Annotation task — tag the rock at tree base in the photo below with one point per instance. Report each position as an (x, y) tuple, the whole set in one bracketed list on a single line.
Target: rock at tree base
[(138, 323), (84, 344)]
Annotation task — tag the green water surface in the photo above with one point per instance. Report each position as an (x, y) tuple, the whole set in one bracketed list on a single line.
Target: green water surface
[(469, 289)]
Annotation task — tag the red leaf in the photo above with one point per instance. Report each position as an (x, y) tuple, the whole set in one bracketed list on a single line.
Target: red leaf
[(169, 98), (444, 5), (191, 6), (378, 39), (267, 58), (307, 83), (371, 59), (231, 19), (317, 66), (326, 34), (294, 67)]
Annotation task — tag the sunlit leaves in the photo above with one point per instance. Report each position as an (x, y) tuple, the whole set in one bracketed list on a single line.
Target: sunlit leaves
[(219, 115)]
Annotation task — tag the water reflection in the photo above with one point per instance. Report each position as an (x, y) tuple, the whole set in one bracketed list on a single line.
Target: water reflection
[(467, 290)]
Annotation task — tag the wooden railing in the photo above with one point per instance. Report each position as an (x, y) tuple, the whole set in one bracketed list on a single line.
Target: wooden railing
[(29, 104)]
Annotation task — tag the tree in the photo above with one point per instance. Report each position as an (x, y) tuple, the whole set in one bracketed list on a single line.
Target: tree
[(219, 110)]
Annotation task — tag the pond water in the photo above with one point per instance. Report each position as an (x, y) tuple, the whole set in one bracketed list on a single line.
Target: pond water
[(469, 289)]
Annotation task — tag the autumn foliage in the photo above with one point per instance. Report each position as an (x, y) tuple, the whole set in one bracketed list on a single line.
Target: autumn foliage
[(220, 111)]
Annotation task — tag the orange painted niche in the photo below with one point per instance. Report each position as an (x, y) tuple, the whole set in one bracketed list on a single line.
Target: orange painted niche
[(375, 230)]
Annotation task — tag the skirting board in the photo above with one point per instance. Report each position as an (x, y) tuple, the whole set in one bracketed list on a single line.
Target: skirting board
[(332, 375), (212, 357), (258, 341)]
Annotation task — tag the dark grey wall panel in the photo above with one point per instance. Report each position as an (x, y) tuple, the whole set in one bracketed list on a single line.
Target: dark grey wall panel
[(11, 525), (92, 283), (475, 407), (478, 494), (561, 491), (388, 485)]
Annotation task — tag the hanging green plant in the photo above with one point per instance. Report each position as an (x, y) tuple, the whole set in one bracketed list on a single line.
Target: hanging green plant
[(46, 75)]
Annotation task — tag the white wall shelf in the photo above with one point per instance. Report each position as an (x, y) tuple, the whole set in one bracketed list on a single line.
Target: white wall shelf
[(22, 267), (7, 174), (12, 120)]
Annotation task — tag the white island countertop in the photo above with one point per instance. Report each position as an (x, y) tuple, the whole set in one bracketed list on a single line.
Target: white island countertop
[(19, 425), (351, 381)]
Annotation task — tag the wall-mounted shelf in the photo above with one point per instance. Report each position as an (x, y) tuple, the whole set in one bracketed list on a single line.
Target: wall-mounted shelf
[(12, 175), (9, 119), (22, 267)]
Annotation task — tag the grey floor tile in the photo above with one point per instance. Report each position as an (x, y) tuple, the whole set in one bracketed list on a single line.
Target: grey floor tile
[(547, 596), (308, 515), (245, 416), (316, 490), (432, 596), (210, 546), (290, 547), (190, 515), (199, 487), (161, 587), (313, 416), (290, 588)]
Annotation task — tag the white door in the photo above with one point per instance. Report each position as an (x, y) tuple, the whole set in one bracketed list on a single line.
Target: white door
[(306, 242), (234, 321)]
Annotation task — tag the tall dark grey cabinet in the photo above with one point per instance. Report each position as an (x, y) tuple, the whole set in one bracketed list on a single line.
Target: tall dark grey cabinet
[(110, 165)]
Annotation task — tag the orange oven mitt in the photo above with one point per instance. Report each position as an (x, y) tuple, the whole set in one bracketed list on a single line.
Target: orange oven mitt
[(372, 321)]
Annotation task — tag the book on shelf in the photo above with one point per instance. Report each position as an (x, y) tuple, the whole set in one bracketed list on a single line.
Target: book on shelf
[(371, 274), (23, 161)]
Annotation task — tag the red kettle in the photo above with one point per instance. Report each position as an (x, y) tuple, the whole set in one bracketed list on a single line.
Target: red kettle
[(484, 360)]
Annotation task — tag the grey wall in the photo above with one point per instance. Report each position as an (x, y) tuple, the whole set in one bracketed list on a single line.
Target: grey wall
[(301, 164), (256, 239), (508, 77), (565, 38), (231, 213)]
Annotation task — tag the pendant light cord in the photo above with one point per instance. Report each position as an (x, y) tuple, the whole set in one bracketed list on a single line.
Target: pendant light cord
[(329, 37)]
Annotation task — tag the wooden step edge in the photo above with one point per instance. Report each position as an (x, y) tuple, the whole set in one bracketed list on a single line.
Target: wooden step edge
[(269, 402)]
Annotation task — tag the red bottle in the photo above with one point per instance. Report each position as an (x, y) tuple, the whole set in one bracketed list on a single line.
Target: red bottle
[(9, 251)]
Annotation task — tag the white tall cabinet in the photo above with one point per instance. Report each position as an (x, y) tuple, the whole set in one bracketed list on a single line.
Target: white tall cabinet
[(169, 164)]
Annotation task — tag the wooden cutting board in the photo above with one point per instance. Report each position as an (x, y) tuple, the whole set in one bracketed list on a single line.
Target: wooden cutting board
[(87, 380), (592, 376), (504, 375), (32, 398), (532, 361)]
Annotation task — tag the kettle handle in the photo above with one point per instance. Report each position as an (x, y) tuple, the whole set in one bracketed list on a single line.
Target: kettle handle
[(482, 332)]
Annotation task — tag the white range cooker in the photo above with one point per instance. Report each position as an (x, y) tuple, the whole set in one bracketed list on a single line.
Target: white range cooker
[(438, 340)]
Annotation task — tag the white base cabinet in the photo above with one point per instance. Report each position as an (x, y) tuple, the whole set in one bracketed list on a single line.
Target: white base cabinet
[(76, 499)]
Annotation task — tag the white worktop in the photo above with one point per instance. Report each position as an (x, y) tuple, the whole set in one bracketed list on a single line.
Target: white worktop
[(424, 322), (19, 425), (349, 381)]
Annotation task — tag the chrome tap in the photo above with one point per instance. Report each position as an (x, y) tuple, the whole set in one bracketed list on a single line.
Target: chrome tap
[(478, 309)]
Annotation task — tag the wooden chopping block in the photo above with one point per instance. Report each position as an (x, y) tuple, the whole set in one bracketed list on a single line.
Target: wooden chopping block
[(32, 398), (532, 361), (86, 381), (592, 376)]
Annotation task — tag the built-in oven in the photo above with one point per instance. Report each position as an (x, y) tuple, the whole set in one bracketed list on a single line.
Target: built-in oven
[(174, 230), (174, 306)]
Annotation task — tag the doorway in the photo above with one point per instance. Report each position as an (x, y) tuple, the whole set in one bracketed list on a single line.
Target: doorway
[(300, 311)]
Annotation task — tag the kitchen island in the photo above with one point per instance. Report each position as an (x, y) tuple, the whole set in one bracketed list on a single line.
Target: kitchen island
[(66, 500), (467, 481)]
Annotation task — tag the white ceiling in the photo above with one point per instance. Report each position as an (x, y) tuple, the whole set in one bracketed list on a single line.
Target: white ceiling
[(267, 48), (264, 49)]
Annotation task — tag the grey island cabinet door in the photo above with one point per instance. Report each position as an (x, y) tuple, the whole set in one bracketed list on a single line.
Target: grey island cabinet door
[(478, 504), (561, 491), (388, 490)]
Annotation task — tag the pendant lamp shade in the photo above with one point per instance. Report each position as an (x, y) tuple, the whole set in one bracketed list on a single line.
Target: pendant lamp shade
---
SHORT EXERCISE:
In the listing, transcribe everything from the line containing "Annotation task — tag the white door" down to the line containing "[(306, 242), (234, 321)]", keeping every character the same.

TASK ANSWER:
Annotation task — tag the white door in the photo above with one point per instance. Report each position as an (x, y) tuple, the whole set in one bracketed list on a single line.
Target: white door
[(306, 242), (234, 321)]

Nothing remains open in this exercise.